- **DESCRIPTION OF THE TASK**: Could you say how many lines below contain the word "girl"? Give the number with no other text.

- **Point localization data**:
----------------------------------------

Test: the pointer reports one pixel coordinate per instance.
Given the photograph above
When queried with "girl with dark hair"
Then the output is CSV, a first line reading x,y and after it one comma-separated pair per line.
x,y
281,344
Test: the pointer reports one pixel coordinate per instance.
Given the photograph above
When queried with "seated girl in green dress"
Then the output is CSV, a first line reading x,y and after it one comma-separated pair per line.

----------------------------------------

- **EXERCISE OUTPUT**: 2